**ACTION ITEM:**
Output every entry exactly as written, skipping any pictures.

**ENTRIES PROVIDED:**
==============================
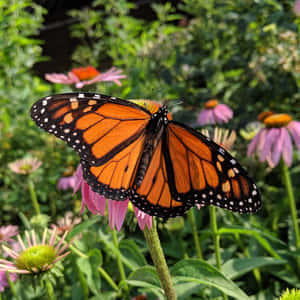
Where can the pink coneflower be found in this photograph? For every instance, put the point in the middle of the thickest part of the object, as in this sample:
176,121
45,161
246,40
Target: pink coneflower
35,256
3,280
66,223
25,166
274,141
116,209
214,113
86,75
223,137
6,232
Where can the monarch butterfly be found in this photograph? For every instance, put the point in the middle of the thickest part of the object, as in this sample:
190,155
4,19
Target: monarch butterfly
129,151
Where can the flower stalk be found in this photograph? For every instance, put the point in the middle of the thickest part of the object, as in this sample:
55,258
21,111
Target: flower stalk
119,260
49,289
216,239
191,218
159,261
33,197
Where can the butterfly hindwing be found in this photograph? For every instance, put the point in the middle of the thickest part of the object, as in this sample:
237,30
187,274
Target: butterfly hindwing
205,173
153,196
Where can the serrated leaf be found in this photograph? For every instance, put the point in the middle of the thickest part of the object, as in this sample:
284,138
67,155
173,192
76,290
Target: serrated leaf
237,267
193,270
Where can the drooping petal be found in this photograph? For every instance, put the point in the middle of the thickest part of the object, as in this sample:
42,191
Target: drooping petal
287,150
143,218
116,212
278,147
78,179
99,201
66,183
294,128
202,118
222,113
112,74
62,78
253,144
86,199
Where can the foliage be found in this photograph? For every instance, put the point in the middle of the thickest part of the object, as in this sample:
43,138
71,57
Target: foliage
241,52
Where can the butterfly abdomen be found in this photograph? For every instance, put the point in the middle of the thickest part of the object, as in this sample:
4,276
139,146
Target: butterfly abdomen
154,132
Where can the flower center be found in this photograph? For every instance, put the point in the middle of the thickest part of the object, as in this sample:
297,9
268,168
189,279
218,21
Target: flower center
150,105
264,115
277,120
36,258
211,103
85,73
26,168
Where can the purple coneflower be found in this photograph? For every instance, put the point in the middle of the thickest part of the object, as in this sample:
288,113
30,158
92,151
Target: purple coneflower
86,75
97,203
25,166
6,232
297,8
274,141
223,137
214,113
34,256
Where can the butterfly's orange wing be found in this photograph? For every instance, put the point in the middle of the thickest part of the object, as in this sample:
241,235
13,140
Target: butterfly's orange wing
153,196
96,126
205,173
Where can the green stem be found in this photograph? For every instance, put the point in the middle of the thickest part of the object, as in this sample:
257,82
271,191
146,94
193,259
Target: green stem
192,220
100,269
106,276
216,238
33,197
292,203
50,290
159,261
119,260
11,285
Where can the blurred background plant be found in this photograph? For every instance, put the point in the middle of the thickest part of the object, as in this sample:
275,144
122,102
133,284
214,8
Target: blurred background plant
243,53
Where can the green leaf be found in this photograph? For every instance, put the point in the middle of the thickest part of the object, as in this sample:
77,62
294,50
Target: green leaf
146,277
237,267
193,270
262,237
83,226
132,252
90,268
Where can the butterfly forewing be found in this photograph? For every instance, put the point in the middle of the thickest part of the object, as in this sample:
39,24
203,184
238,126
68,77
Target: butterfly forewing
96,126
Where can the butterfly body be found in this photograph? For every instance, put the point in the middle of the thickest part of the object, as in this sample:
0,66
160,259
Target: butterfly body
140,153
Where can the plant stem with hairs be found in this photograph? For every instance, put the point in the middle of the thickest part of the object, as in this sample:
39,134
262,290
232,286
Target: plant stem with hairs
159,261
216,239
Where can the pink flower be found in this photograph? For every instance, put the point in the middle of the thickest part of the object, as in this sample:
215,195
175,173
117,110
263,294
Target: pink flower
66,183
6,232
275,140
116,209
25,166
85,76
297,8
3,280
214,113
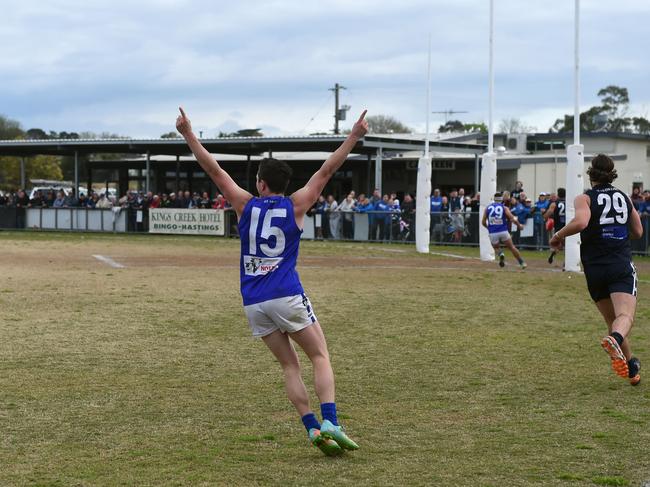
==============================
**EXERCISE OUTPUT:**
Where can the pink coneflower be found in this photograph? For every instance, put the point in the middle of the thickest part of the object, as in this sample:
176,121
45,161
246,40
Target: pink coneflower
35,256
3,280
66,223
25,166
274,141
116,209
214,113
86,75
223,137
6,232
Where can the monarch butterfly be found in this photograph? For every instance, put the point in the middle of the thickest part of the object, as in this sample:
190,155
4,19
Target: monarch butterfly
129,151
Where can the flower stalk be found in this photograph? For every instance, put the point in the middle of the thickest part of the object, as in this sample:
55,258
21,111
Target: flower stalk
119,260
49,289
216,239
191,218
159,261
33,197
Where can the butterfly hindwing be found in this photograph? For every instance, put the point in the middle of the thickest part of the object, as in this sample:
237,30
187,274
Target: butterfly hindwing
205,173
153,196
Where can the serrated leaf be found in this photograph? For every instance, put the point in the middle of the thickest part of the object, as in this sample:
284,138
67,155
173,192
76,290
Target: serrated leaf
237,267
193,270
Where can the drooping petal be found in this photograph? For every instance, put the point in the middle of the thickest part of the object, as in this sample:
42,191
Target: drooping petal
287,150
143,218
116,212
278,147
78,179
99,201
66,183
294,128
202,118
222,113
112,74
62,78
253,144
86,199
Where can the foliage be found in this photograph? For every instance, put the point in the middle of the thickest part of the object, as in this sample:
43,138
71,57
Target: foliage
241,52
Where can the butterfly abdomen be found in this photograph? For every instance, put the point in the middle of the thickest part of the object, as in this sample:
4,276
139,146
Target: butterfly abdomen
154,132
Where can the flower center be found in this photograph? For every instance, put the point in the middle of the thickest part of the object, as in this sample:
297,9
268,168
189,279
218,21
Target: flower center
150,105
264,115
277,120
36,258
211,103
85,73
26,168
Where can the purple coneflower be found in this photograph? For every instance, put the point in the middle of the thickest part of the object, as in this sample:
288,113
30,158
92,151
Target: purple coneflower
86,75
97,203
25,166
6,232
297,8
274,141
223,137
214,113
34,256
Where can the butterfly's orange wing be found in this photograph? For every instance, put the point in the middle of the thickest part of the object, as in this sample:
241,235
13,140
Target: butterfly's orange wing
153,196
96,126
205,173
Where can the green stem be found in this photograph? For every instance, put the point in the middle of the thickest part of the object, as in this sample:
257,82
271,191
146,94
193,259
Target: green stem
192,220
100,269
106,276
216,238
33,197
292,203
50,290
159,261
119,260
11,285
Where can the blurred background plant be found in this photograph? For every instance, put the point in the middle of the thickest part of the object, as in this sample:
275,144
122,102
133,284
214,8
Target: blurred background plant
243,53
Where can the green leaf be found in this photograph? For every instance, put the point in the middle of the thickest part of the object, as in this sample:
77,62
294,50
Target: green leaf
146,277
237,267
193,270
262,237
83,226
132,252
90,268
Where can the butterfly forewing be found in this photograph? For every instance, put the point in the middle of the thickest part of the object, as in this sample:
39,24
203,184
238,126
68,77
Target: butterfly forewing
96,126
Where can the butterfly body be found in this photograph? For every instance, put the point in the middle of the thickest part of the object, as in this sample:
0,66
160,259
Target: butterfly body
140,153
Where can the plant stem with hairs be found in this photograph? For every instance, put the point in the middle of the thickest part of the object, as in this sample:
39,134
262,290
232,286
Target: plant stem with hairs
159,261
216,239
Where can the pink flower be found in this photograph? For every instance, put the point in the middle of the thickest part of the object, as in this sample:
215,195
175,173
117,110
263,294
Target: pink flower
66,183
6,232
275,140
116,209
25,166
85,76
297,8
3,280
214,113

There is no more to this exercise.